▶ **Goal**
Locate each line in the records below that contains the string "point", and copy those lines. Case counts.
═════ Records shown
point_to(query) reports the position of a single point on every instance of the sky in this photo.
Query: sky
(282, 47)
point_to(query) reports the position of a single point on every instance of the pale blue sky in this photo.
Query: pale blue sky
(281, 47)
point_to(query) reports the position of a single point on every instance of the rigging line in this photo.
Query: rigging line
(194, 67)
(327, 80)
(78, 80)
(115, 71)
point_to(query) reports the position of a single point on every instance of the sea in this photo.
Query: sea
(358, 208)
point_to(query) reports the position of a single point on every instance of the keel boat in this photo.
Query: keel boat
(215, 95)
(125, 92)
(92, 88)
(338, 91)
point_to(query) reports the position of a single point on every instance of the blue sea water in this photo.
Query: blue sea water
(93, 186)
══════════
═════ Records shown
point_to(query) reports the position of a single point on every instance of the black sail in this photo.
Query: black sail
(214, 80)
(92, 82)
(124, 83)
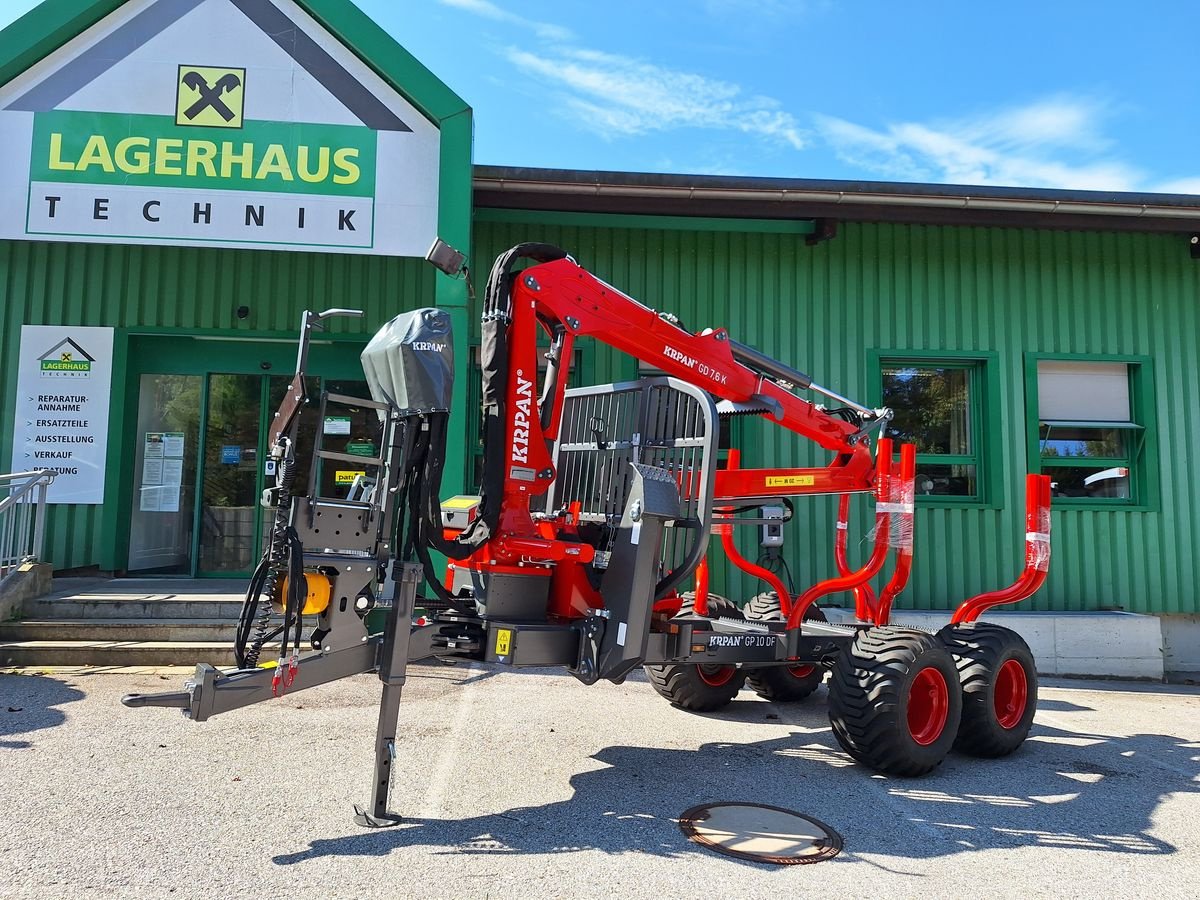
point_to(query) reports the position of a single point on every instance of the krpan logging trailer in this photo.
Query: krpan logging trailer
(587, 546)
══════════
▶ **Final result**
point_to(query) reports the position of a single point on every instance of the sky in this photo.
point_to(query) reports the position of a single point on every instance of the pale blue sky in this photo.
point_to(query) reports the position of a single point on every instance of the rigging line in this photo.
point_to(query) reports the position of a single point on every instance of the sea in this photo.
point_to(query) reports the position of a single point on every instance of the keel boat in this photo.
point_to(query) reports the position of a single point on every instance of the blue sea water in this photo.
point_to(query) reports the position of a single point on every instance of the black sail in this photo.
point_to(query) reports the position of a single point on every instance of the krpan logging trailer in this photo.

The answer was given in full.